## begin Task input

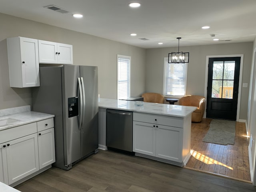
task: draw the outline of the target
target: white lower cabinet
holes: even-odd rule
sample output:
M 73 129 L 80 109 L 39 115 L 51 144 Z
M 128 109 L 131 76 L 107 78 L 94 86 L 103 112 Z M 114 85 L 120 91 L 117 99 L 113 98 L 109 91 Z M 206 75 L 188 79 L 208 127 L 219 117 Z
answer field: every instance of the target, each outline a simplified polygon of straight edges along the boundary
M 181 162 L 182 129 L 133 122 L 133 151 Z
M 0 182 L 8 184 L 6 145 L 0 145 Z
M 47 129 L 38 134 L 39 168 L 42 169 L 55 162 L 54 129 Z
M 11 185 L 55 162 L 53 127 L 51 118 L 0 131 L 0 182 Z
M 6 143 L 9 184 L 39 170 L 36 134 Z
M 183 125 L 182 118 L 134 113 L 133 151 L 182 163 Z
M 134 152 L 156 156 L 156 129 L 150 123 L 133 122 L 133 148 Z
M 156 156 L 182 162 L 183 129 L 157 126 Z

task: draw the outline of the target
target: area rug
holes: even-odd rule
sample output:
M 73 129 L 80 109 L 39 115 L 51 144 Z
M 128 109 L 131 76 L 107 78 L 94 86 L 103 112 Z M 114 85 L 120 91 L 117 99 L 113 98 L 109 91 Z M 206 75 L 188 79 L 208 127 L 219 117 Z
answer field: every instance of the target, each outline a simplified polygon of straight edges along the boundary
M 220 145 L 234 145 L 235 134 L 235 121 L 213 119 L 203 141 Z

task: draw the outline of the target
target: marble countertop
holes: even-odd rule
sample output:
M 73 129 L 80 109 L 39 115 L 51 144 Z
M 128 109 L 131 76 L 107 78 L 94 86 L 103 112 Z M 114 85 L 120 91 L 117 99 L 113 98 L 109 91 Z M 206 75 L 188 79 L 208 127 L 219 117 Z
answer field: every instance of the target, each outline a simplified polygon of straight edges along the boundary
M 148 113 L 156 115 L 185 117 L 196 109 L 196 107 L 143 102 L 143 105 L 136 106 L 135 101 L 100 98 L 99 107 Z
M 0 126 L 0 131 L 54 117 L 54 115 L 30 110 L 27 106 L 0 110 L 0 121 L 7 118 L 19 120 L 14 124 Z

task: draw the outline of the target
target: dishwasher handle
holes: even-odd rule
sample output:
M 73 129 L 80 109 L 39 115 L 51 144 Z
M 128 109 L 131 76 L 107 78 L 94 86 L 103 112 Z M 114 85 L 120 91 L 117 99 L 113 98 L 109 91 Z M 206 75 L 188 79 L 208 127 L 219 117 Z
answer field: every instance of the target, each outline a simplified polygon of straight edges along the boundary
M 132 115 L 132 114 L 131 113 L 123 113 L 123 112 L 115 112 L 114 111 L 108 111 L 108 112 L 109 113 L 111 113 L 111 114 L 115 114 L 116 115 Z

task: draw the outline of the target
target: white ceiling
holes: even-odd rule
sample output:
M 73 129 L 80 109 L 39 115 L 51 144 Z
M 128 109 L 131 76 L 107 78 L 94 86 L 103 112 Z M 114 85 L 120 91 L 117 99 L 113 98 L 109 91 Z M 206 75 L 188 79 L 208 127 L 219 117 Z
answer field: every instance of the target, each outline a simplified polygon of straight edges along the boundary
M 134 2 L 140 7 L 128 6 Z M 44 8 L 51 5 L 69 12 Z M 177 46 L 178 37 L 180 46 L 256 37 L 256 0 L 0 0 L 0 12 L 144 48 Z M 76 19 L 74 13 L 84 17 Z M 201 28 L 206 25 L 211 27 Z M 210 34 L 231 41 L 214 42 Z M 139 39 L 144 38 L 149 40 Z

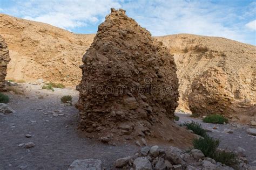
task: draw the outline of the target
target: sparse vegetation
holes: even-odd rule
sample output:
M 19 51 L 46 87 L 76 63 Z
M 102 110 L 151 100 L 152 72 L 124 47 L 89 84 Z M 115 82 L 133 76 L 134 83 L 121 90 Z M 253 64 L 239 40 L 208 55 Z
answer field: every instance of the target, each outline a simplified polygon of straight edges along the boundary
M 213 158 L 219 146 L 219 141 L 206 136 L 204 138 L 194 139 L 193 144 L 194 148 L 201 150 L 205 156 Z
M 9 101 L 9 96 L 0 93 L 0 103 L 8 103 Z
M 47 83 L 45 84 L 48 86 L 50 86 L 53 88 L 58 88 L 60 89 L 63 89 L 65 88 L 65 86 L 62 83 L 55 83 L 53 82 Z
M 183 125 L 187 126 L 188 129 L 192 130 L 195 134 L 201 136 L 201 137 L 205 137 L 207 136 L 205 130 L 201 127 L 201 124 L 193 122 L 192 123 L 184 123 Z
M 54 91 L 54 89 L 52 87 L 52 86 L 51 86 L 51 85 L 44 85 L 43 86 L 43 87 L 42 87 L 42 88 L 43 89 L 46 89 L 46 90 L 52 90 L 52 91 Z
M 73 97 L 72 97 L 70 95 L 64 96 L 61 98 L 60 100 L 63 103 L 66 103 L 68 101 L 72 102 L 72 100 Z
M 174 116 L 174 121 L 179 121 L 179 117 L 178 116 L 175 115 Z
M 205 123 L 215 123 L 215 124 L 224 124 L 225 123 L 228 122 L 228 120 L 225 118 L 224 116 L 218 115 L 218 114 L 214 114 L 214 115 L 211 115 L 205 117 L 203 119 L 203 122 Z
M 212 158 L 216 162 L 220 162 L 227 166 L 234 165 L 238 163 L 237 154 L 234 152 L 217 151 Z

## end Task input

Stated problem. Reproduce the full material above line for line, without any changes, and omit the pictures.

Expected output.
task: draw the outline of the target
target: white lower cabinet
holes: even-odd rule
sample output:
M 73 129 L 80 109 L 39 115 L 51 144 Z
M 128 109 L 131 76 L 107 78 L 94 86 L 103 112 Z M 114 85 L 120 91 L 117 99 L 113 98 L 109 91 Z M 206 75 L 188 79 L 208 127 L 219 117 Z
answer field: every instance of the target, each outline a simplified polygon of straight edges along the boundary
M 181 162 L 182 129 L 133 122 L 133 151 Z
M 0 182 L 8 184 L 6 145 L 0 145 Z
M 47 129 L 38 134 L 39 168 L 42 169 L 55 162 L 54 129 Z
M 11 185 L 55 162 L 53 127 L 51 118 L 0 131 L 0 182 Z
M 6 143 L 9 184 L 39 170 L 36 134 Z
M 183 125 L 182 118 L 134 113 L 133 151 L 182 163 Z
M 134 152 L 156 156 L 156 129 L 150 123 L 133 122 L 133 148 Z
M 156 156 L 182 162 L 183 129 L 157 126 Z

task: draw the outline of the target
target: area rug
holes: even-odd rule
sample output:
M 73 129 L 80 109 L 39 115 L 51 144 Z
M 128 109 L 131 76 L 107 78 L 94 86 L 103 112 Z M 114 85 L 120 91 L 117 99 L 113 98 L 109 91 Z M 206 75 L 188 79 L 208 127 L 219 117 Z
answer field: every instance of the target, each outline a simplified polygon of straight edges along the boundary
M 220 145 L 234 145 L 235 134 L 235 121 L 213 119 L 203 141 Z

task: draw the outline of the target
target: marble countertop
holes: even-odd rule
sample output:
M 73 129 L 80 109 L 39 115 L 51 144 Z
M 128 109 L 131 76 L 107 78 L 94 86 L 103 112 Z M 114 85 L 120 91 L 117 99 L 113 98 L 109 91 Z M 206 75 L 188 79 L 208 127 L 219 117 Z
answer field: every instance of the target, each outline a simplified polygon of straight edges along the boundary
M 148 113 L 156 115 L 185 117 L 196 109 L 196 107 L 143 102 L 143 105 L 136 106 L 135 101 L 100 98 L 99 107 Z
M 0 126 L 0 131 L 54 117 L 54 115 L 30 110 L 27 106 L 0 110 L 0 121 L 7 118 L 19 120 L 14 124 Z

task: draw the outline of the target
target: dishwasher handle
holes: even-odd rule
sample output:
M 73 129 L 80 109 L 39 115 L 51 144 Z
M 128 109 L 131 76 L 107 78 L 94 86 L 103 112 Z M 114 85 L 120 91 L 117 99 L 113 98 L 109 91 Z M 206 75 L 188 79 L 208 127 L 219 117 Z
answer field: every instance of the target, each outline a simplified polygon of straight edges along the boundary
M 132 115 L 132 114 L 131 113 L 123 113 L 123 112 L 115 112 L 114 111 L 108 111 L 108 112 L 109 113 L 111 113 L 111 114 L 115 114 L 116 115 Z

task: draw the outline of the target
target: white ceiling
holes: even-odd rule
sample output:
M 73 129 L 80 109 L 39 115 L 51 144 Z
M 128 109 L 131 76 L 107 78 L 94 86 L 103 112 Z M 114 85 L 120 91 L 117 99 L 113 98 L 109 91 Z M 206 75 L 188 79 L 208 127 L 219 117 Z
answer field: every instance of the target, each outline a simplified polygon of straight edges along the boundary
M 134 2 L 140 7 L 128 6 Z M 44 8 L 51 5 L 69 12 Z M 177 46 L 178 37 L 180 46 L 256 37 L 256 0 L 0 0 L 0 12 L 144 48 Z M 76 19 L 74 13 L 84 17 Z M 201 28 L 206 25 L 211 27 Z M 210 34 L 231 41 L 214 42 Z M 139 39 L 144 38 L 149 40 Z

task: draw the outline of the target
target: sparse vegetation
holes: even-odd rule
sample output:
M 19 51 L 46 87 L 76 63 Z
M 102 110 L 151 100 L 152 72 L 124 47 L 89 84 Z M 115 82 L 133 76 L 134 83 L 121 90 Z M 253 64 L 239 40 L 208 55 Z
answer field: every instance of the target, each outline a simplified polygon of straight edges along the boundary
M 213 158 L 219 146 L 219 141 L 206 136 L 204 138 L 194 139 L 193 144 L 194 148 L 201 150 L 205 156 Z
M 9 101 L 9 96 L 0 93 L 0 103 L 8 103 Z
M 47 83 L 45 84 L 48 86 L 50 86 L 53 88 L 58 88 L 60 89 L 63 89 L 65 88 L 65 86 L 62 83 L 55 83 L 53 82 Z
M 183 125 L 187 126 L 188 129 L 192 130 L 195 134 L 201 136 L 201 137 L 205 137 L 207 136 L 205 130 L 201 127 L 201 124 L 193 122 L 192 123 L 184 123 Z
M 54 91 L 54 89 L 52 87 L 52 86 L 51 86 L 51 85 L 44 85 L 43 86 L 43 87 L 42 87 L 42 88 L 43 89 L 46 89 L 46 90 L 52 90 L 52 91 Z
M 73 97 L 72 97 L 70 95 L 64 96 L 61 98 L 60 100 L 63 103 L 66 103 L 68 101 L 72 102 L 72 100 Z
M 174 116 L 174 121 L 179 121 L 179 117 L 178 116 L 175 115 Z
M 205 123 L 215 123 L 215 124 L 224 124 L 225 123 L 228 122 L 228 120 L 225 118 L 224 116 L 218 115 L 218 114 L 214 114 L 214 115 L 211 115 L 205 117 L 203 119 L 203 122 Z
M 212 158 L 216 162 L 220 162 L 227 166 L 234 165 L 238 163 L 237 154 L 234 152 L 217 151 Z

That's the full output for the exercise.